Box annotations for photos

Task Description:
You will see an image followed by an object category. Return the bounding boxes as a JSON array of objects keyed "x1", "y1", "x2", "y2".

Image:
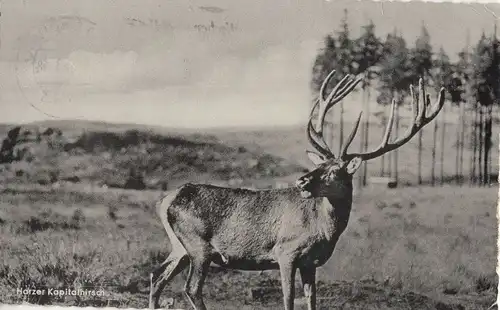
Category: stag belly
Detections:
[{"x1": 212, "y1": 255, "x2": 279, "y2": 271}]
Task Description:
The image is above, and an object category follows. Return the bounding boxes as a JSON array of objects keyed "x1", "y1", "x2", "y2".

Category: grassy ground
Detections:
[
  {"x1": 0, "y1": 123, "x2": 498, "y2": 309},
  {"x1": 0, "y1": 183, "x2": 496, "y2": 309}
]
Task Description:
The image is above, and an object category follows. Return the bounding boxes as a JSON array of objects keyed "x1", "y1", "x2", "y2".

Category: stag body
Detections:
[
  {"x1": 149, "y1": 71, "x2": 444, "y2": 310},
  {"x1": 154, "y1": 178, "x2": 352, "y2": 309},
  {"x1": 165, "y1": 184, "x2": 351, "y2": 270}
]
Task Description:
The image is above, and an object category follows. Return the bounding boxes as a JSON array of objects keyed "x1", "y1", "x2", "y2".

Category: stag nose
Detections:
[{"x1": 295, "y1": 178, "x2": 309, "y2": 188}]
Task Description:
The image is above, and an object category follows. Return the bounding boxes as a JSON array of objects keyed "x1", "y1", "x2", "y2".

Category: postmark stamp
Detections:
[{"x1": 15, "y1": 15, "x2": 97, "y2": 117}]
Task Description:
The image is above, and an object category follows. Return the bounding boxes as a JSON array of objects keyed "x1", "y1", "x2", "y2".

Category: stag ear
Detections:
[
  {"x1": 306, "y1": 151, "x2": 326, "y2": 166},
  {"x1": 346, "y1": 157, "x2": 363, "y2": 174}
]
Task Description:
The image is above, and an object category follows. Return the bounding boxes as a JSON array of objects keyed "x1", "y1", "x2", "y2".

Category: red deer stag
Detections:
[{"x1": 149, "y1": 71, "x2": 444, "y2": 310}]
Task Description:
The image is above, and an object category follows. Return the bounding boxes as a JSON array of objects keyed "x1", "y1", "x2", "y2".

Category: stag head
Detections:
[{"x1": 296, "y1": 70, "x2": 445, "y2": 198}]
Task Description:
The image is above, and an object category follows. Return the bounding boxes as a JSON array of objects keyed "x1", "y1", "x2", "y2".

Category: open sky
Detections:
[{"x1": 0, "y1": 0, "x2": 500, "y2": 128}]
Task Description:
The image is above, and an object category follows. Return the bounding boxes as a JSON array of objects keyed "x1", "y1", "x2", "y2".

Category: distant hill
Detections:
[{"x1": 0, "y1": 121, "x2": 305, "y2": 189}]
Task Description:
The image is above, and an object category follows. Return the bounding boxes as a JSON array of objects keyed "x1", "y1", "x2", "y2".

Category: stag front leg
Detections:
[
  {"x1": 184, "y1": 258, "x2": 210, "y2": 310},
  {"x1": 279, "y1": 259, "x2": 295, "y2": 310},
  {"x1": 299, "y1": 267, "x2": 316, "y2": 310}
]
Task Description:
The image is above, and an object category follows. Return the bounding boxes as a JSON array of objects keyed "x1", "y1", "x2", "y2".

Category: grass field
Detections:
[{"x1": 0, "y1": 120, "x2": 498, "y2": 309}]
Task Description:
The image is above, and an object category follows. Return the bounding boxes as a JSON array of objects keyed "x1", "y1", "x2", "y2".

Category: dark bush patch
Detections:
[{"x1": 18, "y1": 216, "x2": 80, "y2": 233}]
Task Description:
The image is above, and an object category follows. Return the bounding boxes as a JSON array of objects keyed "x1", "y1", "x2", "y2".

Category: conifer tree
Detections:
[{"x1": 410, "y1": 25, "x2": 432, "y2": 184}]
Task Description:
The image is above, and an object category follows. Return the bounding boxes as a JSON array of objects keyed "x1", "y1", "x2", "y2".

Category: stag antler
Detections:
[
  {"x1": 340, "y1": 79, "x2": 445, "y2": 160},
  {"x1": 307, "y1": 70, "x2": 362, "y2": 158}
]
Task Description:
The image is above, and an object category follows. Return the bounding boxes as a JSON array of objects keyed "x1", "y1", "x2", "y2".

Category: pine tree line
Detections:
[{"x1": 311, "y1": 11, "x2": 500, "y2": 185}]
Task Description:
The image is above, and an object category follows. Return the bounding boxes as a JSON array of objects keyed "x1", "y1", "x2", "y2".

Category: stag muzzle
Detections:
[{"x1": 295, "y1": 176, "x2": 312, "y2": 198}]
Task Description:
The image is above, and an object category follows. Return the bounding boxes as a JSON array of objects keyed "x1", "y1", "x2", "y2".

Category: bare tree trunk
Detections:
[
  {"x1": 363, "y1": 87, "x2": 370, "y2": 186},
  {"x1": 456, "y1": 102, "x2": 463, "y2": 185},
  {"x1": 440, "y1": 105, "x2": 446, "y2": 186},
  {"x1": 431, "y1": 110, "x2": 438, "y2": 186},
  {"x1": 477, "y1": 104, "x2": 484, "y2": 186},
  {"x1": 380, "y1": 117, "x2": 387, "y2": 177},
  {"x1": 470, "y1": 103, "x2": 479, "y2": 184},
  {"x1": 339, "y1": 100, "x2": 344, "y2": 154},
  {"x1": 483, "y1": 105, "x2": 492, "y2": 185},
  {"x1": 459, "y1": 101, "x2": 467, "y2": 185},
  {"x1": 394, "y1": 102, "x2": 399, "y2": 184},
  {"x1": 417, "y1": 130, "x2": 422, "y2": 185},
  {"x1": 358, "y1": 87, "x2": 366, "y2": 188}
]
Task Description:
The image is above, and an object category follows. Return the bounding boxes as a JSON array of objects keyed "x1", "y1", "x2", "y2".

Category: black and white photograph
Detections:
[{"x1": 0, "y1": 0, "x2": 500, "y2": 310}]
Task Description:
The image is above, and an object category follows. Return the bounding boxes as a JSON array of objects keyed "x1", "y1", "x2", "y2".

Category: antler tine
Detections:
[
  {"x1": 307, "y1": 70, "x2": 361, "y2": 158},
  {"x1": 342, "y1": 79, "x2": 445, "y2": 160},
  {"x1": 319, "y1": 70, "x2": 337, "y2": 100},
  {"x1": 340, "y1": 111, "x2": 363, "y2": 158}
]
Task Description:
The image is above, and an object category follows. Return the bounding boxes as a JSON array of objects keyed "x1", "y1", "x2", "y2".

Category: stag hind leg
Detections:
[
  {"x1": 184, "y1": 257, "x2": 210, "y2": 310},
  {"x1": 149, "y1": 251, "x2": 189, "y2": 309},
  {"x1": 299, "y1": 267, "x2": 316, "y2": 310},
  {"x1": 278, "y1": 259, "x2": 296, "y2": 310}
]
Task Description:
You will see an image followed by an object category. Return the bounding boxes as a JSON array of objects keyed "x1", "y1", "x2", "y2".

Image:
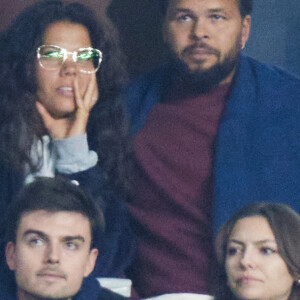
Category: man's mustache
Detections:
[{"x1": 183, "y1": 42, "x2": 221, "y2": 57}]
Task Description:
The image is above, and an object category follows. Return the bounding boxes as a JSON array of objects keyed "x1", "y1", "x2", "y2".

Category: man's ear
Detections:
[
  {"x1": 84, "y1": 248, "x2": 98, "y2": 277},
  {"x1": 5, "y1": 242, "x2": 17, "y2": 271},
  {"x1": 242, "y1": 15, "x2": 251, "y2": 49}
]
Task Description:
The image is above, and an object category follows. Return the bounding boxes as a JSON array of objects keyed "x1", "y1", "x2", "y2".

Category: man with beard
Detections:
[{"x1": 126, "y1": 0, "x2": 300, "y2": 297}]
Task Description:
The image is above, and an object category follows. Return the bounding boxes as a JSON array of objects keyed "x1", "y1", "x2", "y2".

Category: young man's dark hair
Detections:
[
  {"x1": 6, "y1": 177, "x2": 104, "y2": 248},
  {"x1": 161, "y1": 0, "x2": 253, "y2": 17}
]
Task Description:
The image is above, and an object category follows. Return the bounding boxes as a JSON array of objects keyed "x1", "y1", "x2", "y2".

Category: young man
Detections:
[
  {"x1": 126, "y1": 0, "x2": 300, "y2": 297},
  {"x1": 1, "y1": 178, "x2": 124, "y2": 300}
]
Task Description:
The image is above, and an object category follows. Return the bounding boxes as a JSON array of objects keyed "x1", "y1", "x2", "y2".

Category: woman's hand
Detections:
[{"x1": 36, "y1": 74, "x2": 98, "y2": 139}]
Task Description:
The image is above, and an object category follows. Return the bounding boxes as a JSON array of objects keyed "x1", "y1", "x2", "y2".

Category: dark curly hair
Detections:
[
  {"x1": 160, "y1": 0, "x2": 253, "y2": 18},
  {"x1": 0, "y1": 0, "x2": 131, "y2": 195}
]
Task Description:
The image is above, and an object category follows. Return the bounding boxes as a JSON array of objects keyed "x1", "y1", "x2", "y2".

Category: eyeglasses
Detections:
[{"x1": 37, "y1": 45, "x2": 102, "y2": 74}]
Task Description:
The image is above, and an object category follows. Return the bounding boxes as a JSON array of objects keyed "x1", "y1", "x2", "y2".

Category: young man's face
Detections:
[
  {"x1": 6, "y1": 210, "x2": 98, "y2": 300},
  {"x1": 164, "y1": 0, "x2": 251, "y2": 84}
]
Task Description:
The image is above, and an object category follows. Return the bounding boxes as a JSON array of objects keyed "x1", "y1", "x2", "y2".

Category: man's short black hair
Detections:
[
  {"x1": 6, "y1": 177, "x2": 104, "y2": 248},
  {"x1": 159, "y1": 0, "x2": 253, "y2": 18}
]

◆ Work instructions
Find every line in the records above that contains the word "dark" and copy each one. Matching is case-sensitive.

◆ Answer to the task
Category: dark bush patch
Category: young man's dark hair
Category: dark curly hair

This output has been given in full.